** START EXCERPT PROVIDED **

# What size room: Fermenting vs. Curing



## ShinerPrairie (Oct 21, 2021)

Hi everyone, I want to thank y'all for your insights.  After many months of research, asking a lot of questions, I have just a couple that I can't determine.  If we're processing about 8 hogs a week, what size room do I need for fermenting and ultimately, what size room do I need to cure the meats?  I would rather be on the large size than small, but have no idea how large these rooms need to be to cure that much meat/charcuterie.  Realizing that some will be cured for as little as 30 days, but some for as much as 3 years, I don't have a good feeling about how large to make the rooms.  We'll be doing everything from hanging hams, to salumi, to the various cuts of sausages, etc...  taking a whole animal approach.  I know it's a shotgun question... but what size rooms do I need to allocate for the fermentation chamber and curing room/chamber?  Thanks, Ross


----------



## indaswamp (Oct 22, 2021)

How many Kilograms will you rotate monthly? How much product to ferment at one time? IMO, the fermentation room needs to be much smaller than the drying room. The drying room is set up in stages so the cooler drier air hits the oldest product first. As it picks up moisture and the RH% increases, then it travels down to hit the newer product with a higher Aw. There are state of the art drying rooms that have sensors and probes in some salamis and will adjust RH% parameters for the drying room to keep RH% 0.3-0.5 below Aw for optimal drying. All depends on how big you go and how sophisticated you want to get...

 

I commend you for looking at making salami for retail sale... The regulations are strict. Most producers end up using sous vide to pasteurize their product to ensure safety for e.coli if the product is made with beef. Don't quote me-but I think I read 123 or 126*F for finished salami....like 4 hours. Contact USDA for regulations.


----------



## indaswamp (Oct 22, 2021)

Another...


----------



## indaswamp (Oct 22, 2021)

Creminelli...


----------



## indaswamp (Oct 22, 2021)

When you get your meat shop up and running in Shiner, Texas;  I'd love to come by for a tour.


----------



## mike243 (Oct 22, 2021)

3000-4000 sq ft should get you started, 2 levels lots of air handling cooling units for temp and moisture control,  make it 2x as big as you first thought about and you might make it for a few years before you have to expand good luck


----------



## ShinerPrairie (Oct 22, 2021)

Wonderful suggestions/answers/videos, as always. Thank y’all, and yes, when it’s done, I will surely let everyone know! What a project!!!  I never thought/knew it would be this involved and require quite this much research. Off we go...


----------



## Lawyer Bob (Jan 19, 2022)

indaswamp said:


> When you get your meat shop up and running in Shiner, Texas;  I'd love to come by for a tour.


me too.  We can quaff a brew or two at Howard’s.


----------



## indaswamp (Jan 19, 2022)

Glad this came back to the top. Here is the place for drying rooms in the U.S.:https://martiniequip.com/making-salami-on-a-large-scale/


----------



## SmokinEdge (Jan 19, 2022)

First stop is your local FSIS or State regulator. Then make a business plan for what you want to do. The rules have changed huge state by state. Intrastate vs interstate, it goes on. The regulations on “further processed meats” is lengthy. Best do some research on the subject.
I’m actually in the middle of this research. It’s deep, I guarantee.


----------

** END EXCERPT PROVIDED **

> **PROBLEMS TO WORK ON**:
(1) From the forum thread on fermenting vs. curing room sizes, quote the passage starting with "I commend you" and going on through "USDA for regulations.".
(2) Answer these from the forum thread on fermenting vs. curing room sizes:
(a) How many hogs a week does ShinerPrairie expect to process?
(b) What square footage does mike243 say should get the operation started?
(c) According to indaswamp, state-of-the-art drying rooms keep RH% how far below Aw?

** START RECORDS SHOWN **

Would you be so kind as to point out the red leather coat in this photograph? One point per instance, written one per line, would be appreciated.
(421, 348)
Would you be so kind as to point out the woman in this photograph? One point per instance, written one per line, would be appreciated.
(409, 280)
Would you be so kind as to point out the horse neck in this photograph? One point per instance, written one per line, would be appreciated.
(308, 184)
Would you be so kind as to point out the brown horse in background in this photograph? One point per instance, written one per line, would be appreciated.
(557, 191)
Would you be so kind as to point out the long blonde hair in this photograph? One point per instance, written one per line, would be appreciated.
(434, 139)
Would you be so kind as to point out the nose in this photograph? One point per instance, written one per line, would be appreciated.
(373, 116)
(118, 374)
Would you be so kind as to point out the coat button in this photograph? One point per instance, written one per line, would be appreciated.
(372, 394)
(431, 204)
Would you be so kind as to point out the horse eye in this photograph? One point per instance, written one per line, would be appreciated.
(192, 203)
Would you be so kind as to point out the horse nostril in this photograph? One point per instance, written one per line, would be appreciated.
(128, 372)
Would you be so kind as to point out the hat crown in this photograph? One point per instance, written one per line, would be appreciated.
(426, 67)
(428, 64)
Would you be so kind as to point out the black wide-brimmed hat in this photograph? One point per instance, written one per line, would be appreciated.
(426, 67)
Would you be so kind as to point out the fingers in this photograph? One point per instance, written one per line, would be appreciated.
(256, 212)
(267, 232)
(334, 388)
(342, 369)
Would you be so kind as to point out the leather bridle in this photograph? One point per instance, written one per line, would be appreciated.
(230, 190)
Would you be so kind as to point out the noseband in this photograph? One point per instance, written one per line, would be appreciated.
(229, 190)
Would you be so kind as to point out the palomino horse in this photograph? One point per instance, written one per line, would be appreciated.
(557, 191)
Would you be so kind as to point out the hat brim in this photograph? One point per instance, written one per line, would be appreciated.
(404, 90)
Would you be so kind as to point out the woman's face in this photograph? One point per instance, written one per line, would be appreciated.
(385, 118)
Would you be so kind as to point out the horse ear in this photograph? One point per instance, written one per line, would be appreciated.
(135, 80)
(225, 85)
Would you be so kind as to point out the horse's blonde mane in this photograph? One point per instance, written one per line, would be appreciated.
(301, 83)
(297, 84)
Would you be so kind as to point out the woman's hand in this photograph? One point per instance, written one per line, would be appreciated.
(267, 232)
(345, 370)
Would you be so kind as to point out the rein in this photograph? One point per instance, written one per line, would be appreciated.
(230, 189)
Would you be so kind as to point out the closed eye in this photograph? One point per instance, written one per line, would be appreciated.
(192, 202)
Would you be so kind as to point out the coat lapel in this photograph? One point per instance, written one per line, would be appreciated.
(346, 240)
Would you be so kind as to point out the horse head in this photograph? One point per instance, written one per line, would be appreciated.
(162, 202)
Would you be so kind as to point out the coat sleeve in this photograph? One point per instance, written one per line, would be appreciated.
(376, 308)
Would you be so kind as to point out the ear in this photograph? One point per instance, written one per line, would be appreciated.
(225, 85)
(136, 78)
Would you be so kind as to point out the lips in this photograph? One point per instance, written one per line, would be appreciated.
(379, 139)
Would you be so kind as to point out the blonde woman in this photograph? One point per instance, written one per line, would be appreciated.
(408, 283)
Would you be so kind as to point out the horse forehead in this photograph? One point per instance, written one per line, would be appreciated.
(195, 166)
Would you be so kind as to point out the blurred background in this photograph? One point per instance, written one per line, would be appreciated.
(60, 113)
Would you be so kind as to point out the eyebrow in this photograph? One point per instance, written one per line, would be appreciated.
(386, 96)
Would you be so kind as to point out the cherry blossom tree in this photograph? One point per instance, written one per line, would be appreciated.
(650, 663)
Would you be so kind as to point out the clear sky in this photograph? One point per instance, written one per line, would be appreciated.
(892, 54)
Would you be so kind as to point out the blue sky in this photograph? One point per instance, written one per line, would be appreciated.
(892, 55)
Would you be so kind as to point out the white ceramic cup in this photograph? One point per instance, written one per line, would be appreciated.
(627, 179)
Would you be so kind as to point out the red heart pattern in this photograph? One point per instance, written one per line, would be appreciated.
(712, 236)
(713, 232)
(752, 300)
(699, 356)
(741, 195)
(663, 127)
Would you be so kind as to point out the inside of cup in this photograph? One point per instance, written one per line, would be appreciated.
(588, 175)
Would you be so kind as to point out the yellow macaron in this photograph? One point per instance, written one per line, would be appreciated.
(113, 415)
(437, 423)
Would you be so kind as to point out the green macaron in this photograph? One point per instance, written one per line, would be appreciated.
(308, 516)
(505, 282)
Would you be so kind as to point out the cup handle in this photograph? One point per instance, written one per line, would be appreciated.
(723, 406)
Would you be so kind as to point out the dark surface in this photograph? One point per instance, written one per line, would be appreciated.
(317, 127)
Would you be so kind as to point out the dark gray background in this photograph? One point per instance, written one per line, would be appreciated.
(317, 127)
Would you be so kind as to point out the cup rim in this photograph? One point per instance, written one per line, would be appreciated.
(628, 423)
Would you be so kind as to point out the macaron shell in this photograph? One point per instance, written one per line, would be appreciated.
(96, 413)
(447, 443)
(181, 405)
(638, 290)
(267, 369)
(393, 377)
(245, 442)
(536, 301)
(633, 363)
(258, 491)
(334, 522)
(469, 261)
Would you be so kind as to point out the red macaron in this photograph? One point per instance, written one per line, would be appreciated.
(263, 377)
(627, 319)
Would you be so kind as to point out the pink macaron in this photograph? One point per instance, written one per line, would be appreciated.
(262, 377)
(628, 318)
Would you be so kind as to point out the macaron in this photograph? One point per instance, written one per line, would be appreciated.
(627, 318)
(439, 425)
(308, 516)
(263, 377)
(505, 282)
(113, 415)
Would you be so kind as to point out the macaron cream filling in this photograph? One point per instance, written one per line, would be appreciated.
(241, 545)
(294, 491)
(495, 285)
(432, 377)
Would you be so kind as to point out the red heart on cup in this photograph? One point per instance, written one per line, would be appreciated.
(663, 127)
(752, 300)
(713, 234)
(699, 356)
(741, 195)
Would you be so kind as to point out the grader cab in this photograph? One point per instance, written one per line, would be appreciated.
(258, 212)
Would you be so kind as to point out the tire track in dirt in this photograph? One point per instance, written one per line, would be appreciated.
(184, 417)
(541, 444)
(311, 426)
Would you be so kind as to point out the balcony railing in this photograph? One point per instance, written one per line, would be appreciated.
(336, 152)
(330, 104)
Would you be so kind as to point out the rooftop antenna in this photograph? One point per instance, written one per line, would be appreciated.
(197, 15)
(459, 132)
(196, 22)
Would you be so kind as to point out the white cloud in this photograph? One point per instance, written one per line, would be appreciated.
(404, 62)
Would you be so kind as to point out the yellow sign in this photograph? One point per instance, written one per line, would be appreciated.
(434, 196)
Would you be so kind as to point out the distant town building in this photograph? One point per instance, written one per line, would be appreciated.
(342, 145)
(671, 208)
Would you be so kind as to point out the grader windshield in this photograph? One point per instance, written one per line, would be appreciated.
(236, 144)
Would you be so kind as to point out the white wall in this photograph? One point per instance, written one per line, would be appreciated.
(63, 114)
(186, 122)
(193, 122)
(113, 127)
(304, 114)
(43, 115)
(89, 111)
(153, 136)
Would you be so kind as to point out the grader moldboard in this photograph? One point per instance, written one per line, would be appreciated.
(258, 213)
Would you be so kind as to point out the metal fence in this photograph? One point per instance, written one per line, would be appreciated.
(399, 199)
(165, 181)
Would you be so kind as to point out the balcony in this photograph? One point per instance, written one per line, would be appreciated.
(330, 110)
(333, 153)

** END RECORDS SHOWN **

> **FULL ANSWERS**:
(1)
I commend you for looking at making salami for retail sale... The regulations are strict. Most producers end up using sous vide to pasteurize their product to ensure safety for e.coli if the product is made with beef. Don't quote me-but I think I read 123 or 126*F for finished salami....like 4 hours. Contact USDA for regulations.

(2)
(a) About 8 hogs a week.
(b) 3000-4000 sq ft.
(c) 0.3-0.5 below Aw.